*Problem to solve:*
Would you restate each entry word for word, omitting the pictures?

*Data records:*
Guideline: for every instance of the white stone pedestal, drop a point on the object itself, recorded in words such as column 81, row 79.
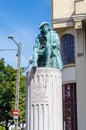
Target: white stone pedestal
column 44, row 99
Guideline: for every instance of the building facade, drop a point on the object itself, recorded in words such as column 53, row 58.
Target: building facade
column 69, row 20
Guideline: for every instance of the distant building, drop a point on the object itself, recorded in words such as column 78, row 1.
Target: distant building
column 69, row 20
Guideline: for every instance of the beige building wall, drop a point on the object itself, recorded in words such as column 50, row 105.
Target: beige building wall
column 70, row 17
column 65, row 8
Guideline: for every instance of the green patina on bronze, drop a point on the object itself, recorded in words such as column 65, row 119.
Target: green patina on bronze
column 46, row 51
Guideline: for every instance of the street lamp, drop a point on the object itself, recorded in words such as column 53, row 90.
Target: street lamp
column 17, row 80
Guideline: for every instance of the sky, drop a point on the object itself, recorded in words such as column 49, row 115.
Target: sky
column 21, row 19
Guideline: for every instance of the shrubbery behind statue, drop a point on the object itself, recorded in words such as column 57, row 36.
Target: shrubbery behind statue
column 46, row 51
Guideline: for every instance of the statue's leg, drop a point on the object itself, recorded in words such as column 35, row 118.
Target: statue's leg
column 48, row 54
column 35, row 57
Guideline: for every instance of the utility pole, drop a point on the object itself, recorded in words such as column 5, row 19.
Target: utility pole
column 17, row 83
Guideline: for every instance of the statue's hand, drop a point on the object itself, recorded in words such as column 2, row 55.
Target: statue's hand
column 30, row 61
column 53, row 46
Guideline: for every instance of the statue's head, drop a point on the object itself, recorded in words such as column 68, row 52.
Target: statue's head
column 44, row 27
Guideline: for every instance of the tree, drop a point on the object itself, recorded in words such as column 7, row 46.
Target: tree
column 7, row 93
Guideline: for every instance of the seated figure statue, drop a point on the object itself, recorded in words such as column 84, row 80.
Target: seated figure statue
column 46, row 51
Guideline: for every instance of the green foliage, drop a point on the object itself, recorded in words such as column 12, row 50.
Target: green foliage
column 2, row 128
column 8, row 91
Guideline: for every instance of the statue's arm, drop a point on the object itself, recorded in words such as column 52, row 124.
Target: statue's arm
column 56, row 41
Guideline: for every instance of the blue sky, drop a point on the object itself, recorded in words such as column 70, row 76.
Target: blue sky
column 21, row 18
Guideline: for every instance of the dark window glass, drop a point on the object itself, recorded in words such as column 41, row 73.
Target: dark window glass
column 69, row 107
column 68, row 49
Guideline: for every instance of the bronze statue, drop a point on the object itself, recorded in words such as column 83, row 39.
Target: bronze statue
column 46, row 51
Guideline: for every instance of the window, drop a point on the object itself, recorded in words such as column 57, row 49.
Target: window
column 69, row 107
column 68, row 49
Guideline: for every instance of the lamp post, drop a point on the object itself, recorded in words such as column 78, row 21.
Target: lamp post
column 17, row 81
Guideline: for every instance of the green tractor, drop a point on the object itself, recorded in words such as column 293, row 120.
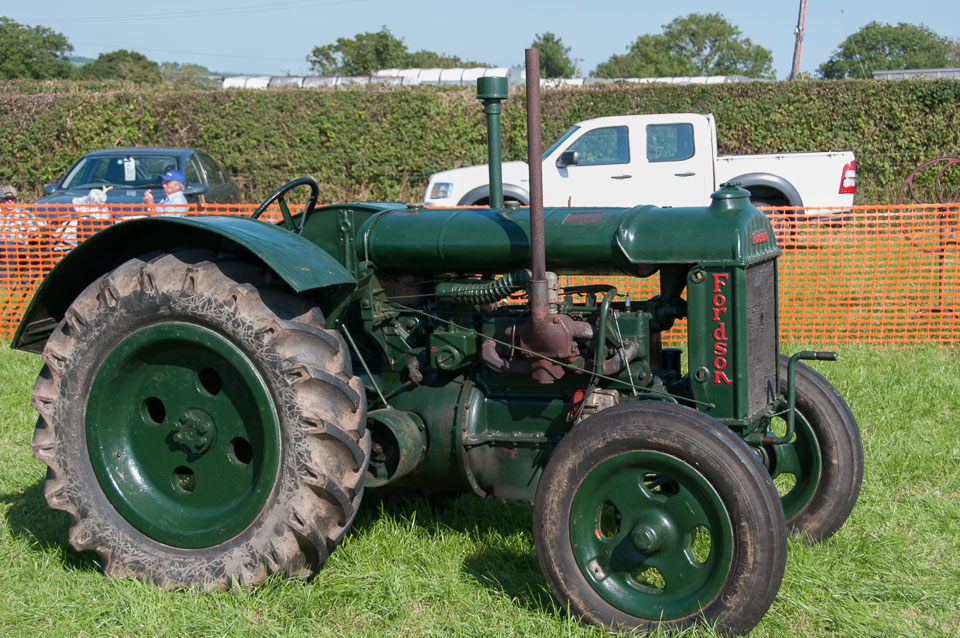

*Finished exercise:*
Guideline: for every instance of the white stone pedestal, drop a point on the object itself, recorded in words such as column 81, row 79.
Target: white stone pedestal
column 44, row 99
Guideline: for every instance of the building facade, drop a point on the object itself, recorded in words such as column 53, row 58.
Target: building facade
column 69, row 20
Guideline: for every instance of the distant building, drop a point on the object itself, recorded in words such as column 78, row 1.
Target: distant building
column 69, row 20
Guideline: for every instance of the beige building wall, drop a point on the object itself, recorded in words such as column 50, row 105.
Target: beige building wall
column 70, row 17
column 65, row 8
Guideline: for every instance of the green patina on bronze, drop a point on the object itself, recorded in words such as column 65, row 119.
Target: green patina on bronze
column 46, row 51
Guideline: for every instance of the street lamp, drop a point on the object itself, recorded in words such as column 53, row 90.
Target: street lamp
column 17, row 80
Guideline: for every instance of the sky, drop a point on the object itself, recorded in words such as column 49, row 115.
Target: sky
column 21, row 19
Guideline: for every instance of the shrubbery behind statue, drop a point on the object itself, recorded in words such as column 57, row 36.
Target: shrubbery behind statue
column 46, row 51
Guideline: for every instance of the statue's leg, drop a point on the object itself, recorded in words such as column 35, row 118.
Target: statue's leg
column 48, row 54
column 35, row 57
Guideline: for every instance of the utility pole, drop a point on the object itself, recorded in words such as column 5, row 19.
Target: utility pole
column 17, row 83
Guideline: for every instance of the statue's hand, drop a point on the object itself, recorded in words such as column 2, row 55.
Target: statue's hand
column 30, row 61
column 53, row 46
Guideline: for every instance of the statue's head, drop a point on the object itself, recorded in words such as column 68, row 52.
Target: statue's head
column 44, row 27
Guideline: for every instance of the tree, drop a point on the object itself, recorded in words such as column 7, row 46.
Target: tree
column 7, row 93
Guideline: for every instance of the seated figure statue, drop a point on the object itself, recorded in words such as column 84, row 80.
Target: seated figure statue
column 46, row 51
Guideline: for every instance of the green foliage, drop a point on the object itself, recorded in words such as column 12, row 50.
Target: green foliage
column 2, row 128
column 8, row 91
Guideline: for every instance of the statue's arm, drop a point on the object itself, recorded in words such as column 52, row 124.
Target: statue's arm
column 56, row 41
Guideline: for every instance of the blue sky, drop a point on the object itself, recorded in words such as column 70, row 76.
Target: blue sky
column 21, row 18
Guideline: for every instance of the dark window glass, drop a point on the object itself, recorded in words such as column 41, row 73.
Target: dark window glass
column 69, row 107
column 68, row 49
Guideline: for every instance of the bronze statue, drop a point on the object itself, recorded in words such as column 83, row 39.
Target: bronze statue
column 46, row 51
Guideline: for every instance of the window, drop a point on the object itself, recorded in words such as column 57, row 49.
Target: window
column 69, row 107
column 68, row 49
Guideline: for every instance of the lamp post, drop a point on the object itself, recorded in words such as column 78, row 21.
Target: lamp post
column 17, row 81
Guideline: for every instance of the green tractor, drop a point on the object itself, recorded in words such as column 293, row 120.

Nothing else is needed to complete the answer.